◆ **WHAT IS BEING ASKED**
Among the records below, find the line that has "Target: black boot"; from there, give the lines again exactly, and stop after the line that has "Target: purple shopping bag".

*** Opening of DATASET ENTRIES ***

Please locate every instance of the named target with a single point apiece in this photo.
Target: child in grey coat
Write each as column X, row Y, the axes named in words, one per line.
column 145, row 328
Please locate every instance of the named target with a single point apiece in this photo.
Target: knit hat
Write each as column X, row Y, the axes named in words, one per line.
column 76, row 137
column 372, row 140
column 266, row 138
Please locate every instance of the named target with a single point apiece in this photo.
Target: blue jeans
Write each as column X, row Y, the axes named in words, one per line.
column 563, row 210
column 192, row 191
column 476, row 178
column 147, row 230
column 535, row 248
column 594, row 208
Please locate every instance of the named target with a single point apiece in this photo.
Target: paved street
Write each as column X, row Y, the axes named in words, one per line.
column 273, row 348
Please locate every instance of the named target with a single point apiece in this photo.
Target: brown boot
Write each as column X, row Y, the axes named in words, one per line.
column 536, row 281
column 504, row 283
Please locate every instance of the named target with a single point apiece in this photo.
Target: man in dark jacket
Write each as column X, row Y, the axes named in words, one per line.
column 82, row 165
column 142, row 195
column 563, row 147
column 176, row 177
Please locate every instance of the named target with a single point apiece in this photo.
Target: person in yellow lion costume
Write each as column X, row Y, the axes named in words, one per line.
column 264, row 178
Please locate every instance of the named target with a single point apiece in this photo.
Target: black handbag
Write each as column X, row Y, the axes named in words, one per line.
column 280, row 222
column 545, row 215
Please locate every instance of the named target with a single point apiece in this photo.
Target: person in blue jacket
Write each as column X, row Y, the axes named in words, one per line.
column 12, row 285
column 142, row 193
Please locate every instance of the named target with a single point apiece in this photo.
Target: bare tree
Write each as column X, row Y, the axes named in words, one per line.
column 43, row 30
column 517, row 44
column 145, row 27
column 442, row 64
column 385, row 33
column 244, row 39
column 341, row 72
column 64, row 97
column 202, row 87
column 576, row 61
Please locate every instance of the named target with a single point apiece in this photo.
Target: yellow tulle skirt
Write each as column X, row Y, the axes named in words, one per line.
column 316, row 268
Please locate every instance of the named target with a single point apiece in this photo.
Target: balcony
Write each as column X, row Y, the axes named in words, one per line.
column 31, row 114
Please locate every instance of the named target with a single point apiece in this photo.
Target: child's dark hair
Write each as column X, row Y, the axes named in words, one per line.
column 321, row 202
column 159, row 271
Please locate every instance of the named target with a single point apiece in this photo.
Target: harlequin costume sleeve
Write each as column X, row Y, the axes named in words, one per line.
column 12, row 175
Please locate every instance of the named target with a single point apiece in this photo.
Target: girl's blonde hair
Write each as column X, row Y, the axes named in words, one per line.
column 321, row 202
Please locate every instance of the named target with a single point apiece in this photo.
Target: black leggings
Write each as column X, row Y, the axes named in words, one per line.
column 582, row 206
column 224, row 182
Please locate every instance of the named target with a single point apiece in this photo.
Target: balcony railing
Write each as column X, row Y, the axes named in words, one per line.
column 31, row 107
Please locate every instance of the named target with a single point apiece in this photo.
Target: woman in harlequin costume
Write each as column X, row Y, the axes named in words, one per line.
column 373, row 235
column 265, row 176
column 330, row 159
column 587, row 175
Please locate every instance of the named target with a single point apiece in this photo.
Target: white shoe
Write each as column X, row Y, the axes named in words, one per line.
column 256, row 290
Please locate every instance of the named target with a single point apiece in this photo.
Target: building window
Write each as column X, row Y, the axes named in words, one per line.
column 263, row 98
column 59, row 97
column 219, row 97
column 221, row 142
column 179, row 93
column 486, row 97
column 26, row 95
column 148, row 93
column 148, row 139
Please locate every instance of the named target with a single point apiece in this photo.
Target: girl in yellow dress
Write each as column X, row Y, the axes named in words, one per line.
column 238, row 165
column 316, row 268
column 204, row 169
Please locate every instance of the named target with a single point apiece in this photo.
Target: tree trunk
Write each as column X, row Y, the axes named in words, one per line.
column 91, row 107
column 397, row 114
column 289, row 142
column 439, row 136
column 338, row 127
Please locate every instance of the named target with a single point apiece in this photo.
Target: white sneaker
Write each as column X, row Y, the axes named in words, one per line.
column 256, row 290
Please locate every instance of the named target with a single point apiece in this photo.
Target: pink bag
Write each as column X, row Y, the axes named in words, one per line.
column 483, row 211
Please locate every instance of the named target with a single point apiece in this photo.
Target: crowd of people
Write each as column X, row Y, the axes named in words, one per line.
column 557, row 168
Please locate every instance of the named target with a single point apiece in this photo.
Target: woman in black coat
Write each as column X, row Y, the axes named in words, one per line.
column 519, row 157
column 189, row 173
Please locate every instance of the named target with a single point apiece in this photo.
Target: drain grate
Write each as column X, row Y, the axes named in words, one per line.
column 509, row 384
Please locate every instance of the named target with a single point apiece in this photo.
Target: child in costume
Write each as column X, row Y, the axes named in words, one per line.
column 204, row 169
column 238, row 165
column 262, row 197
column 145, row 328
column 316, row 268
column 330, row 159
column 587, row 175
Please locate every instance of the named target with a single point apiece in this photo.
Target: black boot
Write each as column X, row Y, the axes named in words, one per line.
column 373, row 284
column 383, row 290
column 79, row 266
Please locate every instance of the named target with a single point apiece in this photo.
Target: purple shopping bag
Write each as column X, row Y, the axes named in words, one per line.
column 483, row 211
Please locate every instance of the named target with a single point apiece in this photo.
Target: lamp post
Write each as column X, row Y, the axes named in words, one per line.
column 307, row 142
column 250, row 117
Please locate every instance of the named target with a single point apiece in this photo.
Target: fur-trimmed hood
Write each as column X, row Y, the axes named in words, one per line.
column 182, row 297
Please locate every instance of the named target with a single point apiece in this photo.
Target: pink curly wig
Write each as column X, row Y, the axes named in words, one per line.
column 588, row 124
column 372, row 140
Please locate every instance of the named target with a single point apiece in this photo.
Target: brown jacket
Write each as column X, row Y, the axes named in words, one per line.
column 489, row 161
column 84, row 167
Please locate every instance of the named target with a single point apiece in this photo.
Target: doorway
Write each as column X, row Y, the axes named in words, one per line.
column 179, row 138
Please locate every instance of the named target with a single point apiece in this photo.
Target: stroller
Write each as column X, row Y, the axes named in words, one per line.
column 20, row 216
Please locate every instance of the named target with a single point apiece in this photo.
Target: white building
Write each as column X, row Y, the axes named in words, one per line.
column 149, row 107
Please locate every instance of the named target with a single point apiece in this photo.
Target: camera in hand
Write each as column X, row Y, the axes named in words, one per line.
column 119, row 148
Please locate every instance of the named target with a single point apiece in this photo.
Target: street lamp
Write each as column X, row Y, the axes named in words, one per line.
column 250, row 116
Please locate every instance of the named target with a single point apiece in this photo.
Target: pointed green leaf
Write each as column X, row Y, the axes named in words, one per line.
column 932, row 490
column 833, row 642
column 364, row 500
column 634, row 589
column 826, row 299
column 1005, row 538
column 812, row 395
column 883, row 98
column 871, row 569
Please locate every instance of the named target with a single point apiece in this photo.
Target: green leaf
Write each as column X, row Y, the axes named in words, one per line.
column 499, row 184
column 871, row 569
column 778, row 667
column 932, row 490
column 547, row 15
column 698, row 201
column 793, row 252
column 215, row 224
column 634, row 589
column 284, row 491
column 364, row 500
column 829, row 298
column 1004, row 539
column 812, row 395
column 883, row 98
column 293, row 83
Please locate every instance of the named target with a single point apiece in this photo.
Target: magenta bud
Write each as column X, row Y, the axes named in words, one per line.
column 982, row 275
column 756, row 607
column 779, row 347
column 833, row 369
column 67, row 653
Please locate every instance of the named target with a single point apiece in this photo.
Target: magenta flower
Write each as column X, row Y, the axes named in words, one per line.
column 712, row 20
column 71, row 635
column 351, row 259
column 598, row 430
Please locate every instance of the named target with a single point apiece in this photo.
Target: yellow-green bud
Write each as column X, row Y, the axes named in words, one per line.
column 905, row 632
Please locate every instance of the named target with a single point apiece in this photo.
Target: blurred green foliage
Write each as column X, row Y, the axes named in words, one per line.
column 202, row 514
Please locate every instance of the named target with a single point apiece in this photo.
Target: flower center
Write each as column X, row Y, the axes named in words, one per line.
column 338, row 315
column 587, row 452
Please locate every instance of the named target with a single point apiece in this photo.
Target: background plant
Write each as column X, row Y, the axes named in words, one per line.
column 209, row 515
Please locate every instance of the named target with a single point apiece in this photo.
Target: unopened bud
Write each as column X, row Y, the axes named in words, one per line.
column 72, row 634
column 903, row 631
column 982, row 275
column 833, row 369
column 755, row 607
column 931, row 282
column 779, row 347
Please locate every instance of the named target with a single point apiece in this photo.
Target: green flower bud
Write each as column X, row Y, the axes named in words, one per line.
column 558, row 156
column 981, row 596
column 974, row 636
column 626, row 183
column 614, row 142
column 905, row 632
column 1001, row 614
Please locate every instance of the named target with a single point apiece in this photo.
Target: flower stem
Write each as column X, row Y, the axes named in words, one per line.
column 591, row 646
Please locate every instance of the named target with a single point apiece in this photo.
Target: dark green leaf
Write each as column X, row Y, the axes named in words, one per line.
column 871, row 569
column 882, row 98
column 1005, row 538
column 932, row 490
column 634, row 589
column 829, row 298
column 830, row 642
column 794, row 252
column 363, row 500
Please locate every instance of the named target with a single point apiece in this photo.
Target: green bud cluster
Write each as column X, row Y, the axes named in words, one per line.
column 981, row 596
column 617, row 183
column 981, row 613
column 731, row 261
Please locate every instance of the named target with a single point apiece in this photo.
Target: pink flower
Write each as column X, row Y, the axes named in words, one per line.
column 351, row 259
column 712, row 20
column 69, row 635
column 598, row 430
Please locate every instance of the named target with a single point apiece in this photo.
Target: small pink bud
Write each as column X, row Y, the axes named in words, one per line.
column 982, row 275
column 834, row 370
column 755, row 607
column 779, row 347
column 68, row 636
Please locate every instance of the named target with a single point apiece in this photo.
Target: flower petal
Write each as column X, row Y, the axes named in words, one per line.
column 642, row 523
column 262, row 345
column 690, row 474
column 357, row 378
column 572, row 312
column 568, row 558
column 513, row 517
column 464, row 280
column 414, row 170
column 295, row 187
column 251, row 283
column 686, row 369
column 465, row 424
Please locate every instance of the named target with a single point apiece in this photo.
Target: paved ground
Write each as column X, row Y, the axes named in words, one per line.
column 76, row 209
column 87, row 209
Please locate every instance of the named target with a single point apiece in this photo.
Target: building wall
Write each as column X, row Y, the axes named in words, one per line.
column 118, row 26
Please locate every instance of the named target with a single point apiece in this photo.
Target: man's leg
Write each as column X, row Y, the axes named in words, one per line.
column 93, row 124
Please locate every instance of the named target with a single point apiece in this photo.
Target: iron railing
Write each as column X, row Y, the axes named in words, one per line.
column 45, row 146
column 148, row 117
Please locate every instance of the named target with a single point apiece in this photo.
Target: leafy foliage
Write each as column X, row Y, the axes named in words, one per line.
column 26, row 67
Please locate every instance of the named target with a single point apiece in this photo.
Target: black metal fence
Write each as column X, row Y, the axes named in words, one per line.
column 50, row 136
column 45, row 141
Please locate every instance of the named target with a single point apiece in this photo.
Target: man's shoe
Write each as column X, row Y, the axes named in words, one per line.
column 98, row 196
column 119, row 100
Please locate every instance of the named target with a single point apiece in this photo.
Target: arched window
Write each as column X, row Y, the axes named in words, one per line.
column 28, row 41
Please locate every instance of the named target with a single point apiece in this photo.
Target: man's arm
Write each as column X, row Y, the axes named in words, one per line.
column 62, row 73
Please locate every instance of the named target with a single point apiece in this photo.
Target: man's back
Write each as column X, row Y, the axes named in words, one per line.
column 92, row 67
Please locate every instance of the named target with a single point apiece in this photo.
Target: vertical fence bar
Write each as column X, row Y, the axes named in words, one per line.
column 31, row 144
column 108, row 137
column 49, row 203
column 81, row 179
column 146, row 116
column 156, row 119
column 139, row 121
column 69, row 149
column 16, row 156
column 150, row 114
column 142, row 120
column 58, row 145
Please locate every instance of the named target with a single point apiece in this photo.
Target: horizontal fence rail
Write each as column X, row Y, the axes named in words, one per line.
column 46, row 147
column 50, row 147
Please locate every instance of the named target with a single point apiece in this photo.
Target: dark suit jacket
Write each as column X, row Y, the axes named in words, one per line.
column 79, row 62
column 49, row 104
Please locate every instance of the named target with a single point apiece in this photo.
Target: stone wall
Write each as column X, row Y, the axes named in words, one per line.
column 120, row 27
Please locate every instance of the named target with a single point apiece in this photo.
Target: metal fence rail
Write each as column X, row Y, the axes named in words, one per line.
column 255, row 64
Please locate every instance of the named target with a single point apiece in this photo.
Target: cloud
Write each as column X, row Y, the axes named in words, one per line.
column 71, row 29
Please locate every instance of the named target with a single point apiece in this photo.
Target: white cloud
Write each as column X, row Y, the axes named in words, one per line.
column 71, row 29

*** Close of DATASET ENTRIES ***

◆ **RESULT**
Target: black boot
Write each as column X, row Y, the axes named in words, one per line.
column 373, row 284
column 383, row 290
column 79, row 266
Please locate every instance of the named target with a single point apiece in this photo.
Target: purple shopping bag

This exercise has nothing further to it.